Edit the entries from their start through the line containing "529, 517, 1200, 694", and return those lines with "grassy median" replaced by "traffic island" and everything else unchanged.

--- BEGIN Excerpted records ---

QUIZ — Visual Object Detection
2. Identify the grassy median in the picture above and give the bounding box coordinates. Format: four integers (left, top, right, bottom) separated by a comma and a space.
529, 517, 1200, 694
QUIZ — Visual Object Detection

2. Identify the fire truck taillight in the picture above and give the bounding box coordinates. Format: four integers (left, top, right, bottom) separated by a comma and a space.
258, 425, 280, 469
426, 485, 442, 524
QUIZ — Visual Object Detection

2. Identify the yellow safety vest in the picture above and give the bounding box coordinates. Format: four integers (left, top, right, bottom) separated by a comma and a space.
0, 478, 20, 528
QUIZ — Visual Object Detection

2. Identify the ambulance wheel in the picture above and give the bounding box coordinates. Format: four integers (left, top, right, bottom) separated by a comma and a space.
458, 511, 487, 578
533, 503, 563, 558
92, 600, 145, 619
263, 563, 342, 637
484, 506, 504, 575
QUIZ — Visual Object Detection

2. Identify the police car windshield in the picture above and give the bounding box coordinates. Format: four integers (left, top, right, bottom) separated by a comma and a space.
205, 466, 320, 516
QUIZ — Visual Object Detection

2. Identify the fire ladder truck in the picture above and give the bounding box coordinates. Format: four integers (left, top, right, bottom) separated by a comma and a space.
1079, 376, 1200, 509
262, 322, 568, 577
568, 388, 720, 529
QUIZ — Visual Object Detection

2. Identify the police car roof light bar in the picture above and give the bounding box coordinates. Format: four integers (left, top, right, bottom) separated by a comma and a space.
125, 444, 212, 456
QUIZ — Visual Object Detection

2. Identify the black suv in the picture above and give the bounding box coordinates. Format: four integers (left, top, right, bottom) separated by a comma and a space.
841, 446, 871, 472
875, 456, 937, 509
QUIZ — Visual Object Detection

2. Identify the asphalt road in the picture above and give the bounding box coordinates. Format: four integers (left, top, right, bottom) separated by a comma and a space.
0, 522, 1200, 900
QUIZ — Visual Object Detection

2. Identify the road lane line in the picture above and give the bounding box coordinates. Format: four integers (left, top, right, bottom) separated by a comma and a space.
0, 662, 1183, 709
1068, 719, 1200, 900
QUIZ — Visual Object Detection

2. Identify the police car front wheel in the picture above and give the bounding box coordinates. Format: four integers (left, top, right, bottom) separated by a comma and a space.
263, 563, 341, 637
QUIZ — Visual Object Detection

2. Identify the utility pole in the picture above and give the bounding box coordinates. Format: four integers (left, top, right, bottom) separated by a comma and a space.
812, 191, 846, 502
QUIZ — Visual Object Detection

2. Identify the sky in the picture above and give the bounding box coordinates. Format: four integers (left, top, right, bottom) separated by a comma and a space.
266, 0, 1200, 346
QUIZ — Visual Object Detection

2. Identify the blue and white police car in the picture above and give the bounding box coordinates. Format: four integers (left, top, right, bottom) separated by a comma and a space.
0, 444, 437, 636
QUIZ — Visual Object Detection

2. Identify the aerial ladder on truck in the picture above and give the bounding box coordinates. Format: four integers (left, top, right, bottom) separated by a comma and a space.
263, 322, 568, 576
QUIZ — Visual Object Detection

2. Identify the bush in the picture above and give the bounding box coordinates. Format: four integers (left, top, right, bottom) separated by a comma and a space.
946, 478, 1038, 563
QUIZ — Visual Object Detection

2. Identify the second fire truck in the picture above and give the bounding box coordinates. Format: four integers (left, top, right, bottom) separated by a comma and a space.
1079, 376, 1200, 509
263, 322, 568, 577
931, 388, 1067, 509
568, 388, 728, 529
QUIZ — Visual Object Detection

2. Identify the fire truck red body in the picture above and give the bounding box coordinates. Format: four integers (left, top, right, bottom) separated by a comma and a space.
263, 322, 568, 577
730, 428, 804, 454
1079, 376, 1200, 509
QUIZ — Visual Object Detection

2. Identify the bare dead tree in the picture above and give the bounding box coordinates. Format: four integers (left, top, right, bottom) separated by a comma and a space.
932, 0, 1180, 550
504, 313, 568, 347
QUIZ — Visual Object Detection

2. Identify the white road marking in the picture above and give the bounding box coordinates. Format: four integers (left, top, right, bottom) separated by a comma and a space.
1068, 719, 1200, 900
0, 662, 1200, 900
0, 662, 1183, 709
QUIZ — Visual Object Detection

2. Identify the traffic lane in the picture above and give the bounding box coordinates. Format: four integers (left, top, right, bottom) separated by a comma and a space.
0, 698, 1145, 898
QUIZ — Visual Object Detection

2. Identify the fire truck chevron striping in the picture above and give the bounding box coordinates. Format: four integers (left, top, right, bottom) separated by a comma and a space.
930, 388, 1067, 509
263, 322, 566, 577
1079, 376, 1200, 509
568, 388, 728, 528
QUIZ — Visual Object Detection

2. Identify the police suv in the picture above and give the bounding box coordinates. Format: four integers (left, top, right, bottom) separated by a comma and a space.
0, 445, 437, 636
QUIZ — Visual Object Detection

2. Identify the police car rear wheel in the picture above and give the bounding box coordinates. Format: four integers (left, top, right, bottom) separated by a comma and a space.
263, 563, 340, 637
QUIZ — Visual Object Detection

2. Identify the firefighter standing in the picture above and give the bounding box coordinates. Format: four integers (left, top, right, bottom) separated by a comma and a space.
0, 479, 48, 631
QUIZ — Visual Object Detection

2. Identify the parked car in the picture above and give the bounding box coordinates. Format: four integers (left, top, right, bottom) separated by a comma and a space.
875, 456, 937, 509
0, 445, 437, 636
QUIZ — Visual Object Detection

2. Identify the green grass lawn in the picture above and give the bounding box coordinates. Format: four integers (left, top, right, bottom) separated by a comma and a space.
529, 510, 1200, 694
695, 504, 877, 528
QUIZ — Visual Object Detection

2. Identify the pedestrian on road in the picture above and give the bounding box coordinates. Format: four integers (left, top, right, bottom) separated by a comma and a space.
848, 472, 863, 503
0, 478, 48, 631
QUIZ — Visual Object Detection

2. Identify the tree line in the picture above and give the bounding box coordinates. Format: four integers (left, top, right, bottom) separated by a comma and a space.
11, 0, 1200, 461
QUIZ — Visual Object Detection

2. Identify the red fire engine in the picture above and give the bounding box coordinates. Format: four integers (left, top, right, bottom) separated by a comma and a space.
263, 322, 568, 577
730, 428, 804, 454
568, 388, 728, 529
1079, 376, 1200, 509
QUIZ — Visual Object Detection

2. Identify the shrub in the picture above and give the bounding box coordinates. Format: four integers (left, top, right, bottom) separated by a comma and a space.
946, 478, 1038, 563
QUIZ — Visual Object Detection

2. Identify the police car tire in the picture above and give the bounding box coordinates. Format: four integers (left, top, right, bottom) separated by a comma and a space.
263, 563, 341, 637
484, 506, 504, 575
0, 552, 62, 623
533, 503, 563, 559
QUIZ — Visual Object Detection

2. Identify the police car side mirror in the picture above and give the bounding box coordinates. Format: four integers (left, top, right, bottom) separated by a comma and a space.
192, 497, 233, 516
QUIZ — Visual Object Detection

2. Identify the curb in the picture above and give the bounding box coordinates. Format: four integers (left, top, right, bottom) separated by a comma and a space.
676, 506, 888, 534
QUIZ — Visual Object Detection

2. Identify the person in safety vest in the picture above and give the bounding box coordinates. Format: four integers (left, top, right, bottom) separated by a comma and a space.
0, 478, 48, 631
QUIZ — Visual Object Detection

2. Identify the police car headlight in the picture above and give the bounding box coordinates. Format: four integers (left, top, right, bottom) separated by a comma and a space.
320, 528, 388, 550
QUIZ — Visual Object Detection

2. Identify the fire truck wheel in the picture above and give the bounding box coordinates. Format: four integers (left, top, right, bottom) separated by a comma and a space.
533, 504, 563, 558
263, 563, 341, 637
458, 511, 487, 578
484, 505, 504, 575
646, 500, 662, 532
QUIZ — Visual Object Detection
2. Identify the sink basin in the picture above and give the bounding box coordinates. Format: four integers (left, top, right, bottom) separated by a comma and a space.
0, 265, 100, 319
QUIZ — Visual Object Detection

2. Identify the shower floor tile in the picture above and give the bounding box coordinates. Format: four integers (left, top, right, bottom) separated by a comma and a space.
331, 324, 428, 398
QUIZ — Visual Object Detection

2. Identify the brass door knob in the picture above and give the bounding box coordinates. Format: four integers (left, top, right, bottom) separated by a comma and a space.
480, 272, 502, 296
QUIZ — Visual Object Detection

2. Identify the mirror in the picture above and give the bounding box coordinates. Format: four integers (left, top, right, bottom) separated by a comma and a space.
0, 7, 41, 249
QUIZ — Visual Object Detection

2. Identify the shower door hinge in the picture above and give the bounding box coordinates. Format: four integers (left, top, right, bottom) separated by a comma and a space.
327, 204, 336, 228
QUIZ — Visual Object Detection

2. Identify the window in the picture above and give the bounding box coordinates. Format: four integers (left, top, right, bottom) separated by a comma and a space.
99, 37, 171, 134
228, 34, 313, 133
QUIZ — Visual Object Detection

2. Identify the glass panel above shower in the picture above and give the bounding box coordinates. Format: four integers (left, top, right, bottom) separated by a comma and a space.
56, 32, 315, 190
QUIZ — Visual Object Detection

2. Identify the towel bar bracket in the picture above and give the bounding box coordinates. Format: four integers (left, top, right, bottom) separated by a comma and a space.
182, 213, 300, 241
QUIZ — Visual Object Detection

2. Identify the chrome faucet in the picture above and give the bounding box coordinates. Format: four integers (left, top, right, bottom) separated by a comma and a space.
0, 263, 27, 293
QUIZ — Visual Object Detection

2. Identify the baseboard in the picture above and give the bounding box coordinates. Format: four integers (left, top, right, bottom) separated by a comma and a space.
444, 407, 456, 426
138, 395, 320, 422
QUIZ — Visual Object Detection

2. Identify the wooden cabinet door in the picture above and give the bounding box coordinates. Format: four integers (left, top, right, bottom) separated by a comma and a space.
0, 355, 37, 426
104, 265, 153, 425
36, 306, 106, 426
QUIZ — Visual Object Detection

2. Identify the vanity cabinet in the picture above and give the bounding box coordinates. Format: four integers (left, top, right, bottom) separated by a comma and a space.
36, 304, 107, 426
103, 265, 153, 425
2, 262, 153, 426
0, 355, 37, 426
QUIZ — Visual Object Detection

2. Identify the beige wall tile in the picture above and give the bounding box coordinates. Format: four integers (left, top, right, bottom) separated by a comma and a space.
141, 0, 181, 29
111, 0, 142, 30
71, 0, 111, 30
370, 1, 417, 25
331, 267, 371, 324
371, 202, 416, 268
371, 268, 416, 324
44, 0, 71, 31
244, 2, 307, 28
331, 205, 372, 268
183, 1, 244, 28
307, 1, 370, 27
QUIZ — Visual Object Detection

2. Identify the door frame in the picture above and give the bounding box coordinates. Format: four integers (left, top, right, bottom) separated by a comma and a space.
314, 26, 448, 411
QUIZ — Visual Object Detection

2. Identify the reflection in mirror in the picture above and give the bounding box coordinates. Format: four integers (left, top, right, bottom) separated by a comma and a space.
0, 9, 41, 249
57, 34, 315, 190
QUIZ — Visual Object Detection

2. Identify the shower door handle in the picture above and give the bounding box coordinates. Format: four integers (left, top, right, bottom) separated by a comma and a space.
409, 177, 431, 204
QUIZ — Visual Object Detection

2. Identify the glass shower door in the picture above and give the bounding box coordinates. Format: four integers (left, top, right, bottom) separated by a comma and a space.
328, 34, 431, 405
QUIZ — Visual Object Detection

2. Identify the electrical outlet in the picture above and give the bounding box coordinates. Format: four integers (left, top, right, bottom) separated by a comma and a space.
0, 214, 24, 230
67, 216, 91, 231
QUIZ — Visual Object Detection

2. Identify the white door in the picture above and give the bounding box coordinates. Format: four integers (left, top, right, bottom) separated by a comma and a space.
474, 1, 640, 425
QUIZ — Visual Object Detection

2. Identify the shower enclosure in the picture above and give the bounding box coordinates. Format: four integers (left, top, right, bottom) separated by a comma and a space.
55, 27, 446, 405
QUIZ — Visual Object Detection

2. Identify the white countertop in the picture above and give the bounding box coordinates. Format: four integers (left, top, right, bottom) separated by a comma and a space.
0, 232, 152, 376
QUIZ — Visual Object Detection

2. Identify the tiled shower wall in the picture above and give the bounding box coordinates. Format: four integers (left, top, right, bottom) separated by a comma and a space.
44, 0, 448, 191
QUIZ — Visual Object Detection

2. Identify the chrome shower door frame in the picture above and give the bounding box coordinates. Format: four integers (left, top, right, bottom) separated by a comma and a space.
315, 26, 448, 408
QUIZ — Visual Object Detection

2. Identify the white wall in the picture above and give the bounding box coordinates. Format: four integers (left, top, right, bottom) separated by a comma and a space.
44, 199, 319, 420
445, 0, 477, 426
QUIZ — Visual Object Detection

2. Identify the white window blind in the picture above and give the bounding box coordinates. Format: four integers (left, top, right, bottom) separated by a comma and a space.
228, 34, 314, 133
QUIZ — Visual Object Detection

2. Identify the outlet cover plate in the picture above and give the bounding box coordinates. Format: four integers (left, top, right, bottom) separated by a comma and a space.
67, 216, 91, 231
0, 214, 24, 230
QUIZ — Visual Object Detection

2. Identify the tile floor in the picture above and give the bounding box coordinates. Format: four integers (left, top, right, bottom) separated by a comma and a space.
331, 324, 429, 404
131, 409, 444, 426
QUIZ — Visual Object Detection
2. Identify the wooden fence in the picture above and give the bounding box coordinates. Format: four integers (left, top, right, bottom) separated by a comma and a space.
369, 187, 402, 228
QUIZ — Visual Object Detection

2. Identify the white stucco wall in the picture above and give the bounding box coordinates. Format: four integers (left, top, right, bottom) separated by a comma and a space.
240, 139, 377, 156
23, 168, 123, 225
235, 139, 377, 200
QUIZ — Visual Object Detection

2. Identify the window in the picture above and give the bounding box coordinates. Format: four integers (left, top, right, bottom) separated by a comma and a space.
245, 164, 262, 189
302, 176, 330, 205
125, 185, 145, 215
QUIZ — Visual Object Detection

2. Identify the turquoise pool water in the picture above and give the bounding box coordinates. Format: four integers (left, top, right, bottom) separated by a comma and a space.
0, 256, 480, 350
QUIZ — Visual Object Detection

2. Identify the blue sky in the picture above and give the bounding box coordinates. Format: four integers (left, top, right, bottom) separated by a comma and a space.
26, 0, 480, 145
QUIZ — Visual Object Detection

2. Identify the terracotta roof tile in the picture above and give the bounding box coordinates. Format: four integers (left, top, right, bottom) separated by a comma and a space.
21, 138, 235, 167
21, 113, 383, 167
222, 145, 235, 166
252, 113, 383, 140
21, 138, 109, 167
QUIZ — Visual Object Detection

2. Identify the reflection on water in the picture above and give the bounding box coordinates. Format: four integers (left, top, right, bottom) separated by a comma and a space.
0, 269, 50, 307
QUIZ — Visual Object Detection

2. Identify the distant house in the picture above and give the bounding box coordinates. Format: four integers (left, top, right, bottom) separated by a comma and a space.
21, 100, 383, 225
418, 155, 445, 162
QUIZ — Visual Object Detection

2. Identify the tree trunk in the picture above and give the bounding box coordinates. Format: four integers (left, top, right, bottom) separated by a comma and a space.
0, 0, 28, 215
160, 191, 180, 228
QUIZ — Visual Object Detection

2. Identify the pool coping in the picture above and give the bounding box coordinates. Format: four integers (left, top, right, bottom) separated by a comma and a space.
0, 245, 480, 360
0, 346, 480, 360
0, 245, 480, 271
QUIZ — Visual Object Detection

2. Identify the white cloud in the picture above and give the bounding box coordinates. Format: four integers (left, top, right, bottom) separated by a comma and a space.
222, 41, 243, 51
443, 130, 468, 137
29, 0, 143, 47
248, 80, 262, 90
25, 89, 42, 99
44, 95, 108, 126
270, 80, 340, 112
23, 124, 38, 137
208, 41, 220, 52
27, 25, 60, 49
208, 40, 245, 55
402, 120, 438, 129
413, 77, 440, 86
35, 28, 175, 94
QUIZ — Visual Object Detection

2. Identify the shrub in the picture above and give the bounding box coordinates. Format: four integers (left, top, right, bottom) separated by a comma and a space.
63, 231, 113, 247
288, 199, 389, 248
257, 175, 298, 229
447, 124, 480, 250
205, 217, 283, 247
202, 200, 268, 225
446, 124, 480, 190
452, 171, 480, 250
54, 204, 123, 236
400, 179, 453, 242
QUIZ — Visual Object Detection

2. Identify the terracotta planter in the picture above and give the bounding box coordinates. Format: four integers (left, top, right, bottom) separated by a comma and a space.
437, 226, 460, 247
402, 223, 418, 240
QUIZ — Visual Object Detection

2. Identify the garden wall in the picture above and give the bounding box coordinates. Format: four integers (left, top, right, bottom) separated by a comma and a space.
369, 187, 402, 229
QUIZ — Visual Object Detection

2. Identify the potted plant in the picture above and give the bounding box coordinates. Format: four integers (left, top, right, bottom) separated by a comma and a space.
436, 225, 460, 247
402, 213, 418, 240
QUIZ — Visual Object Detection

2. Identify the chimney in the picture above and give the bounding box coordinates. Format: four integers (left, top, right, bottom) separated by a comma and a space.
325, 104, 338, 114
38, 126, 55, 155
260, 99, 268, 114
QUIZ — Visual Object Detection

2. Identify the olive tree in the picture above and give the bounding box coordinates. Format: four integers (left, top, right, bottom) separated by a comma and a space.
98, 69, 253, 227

--- END Excerpted records ---

Result of this task
QUIZ — Visual Object Detection
2. Identify the traffic island in the picture above and give the bounding box coordinates. Format: four integers (left, top, right, bottom) separated by a comma and a space.
529, 517, 1200, 694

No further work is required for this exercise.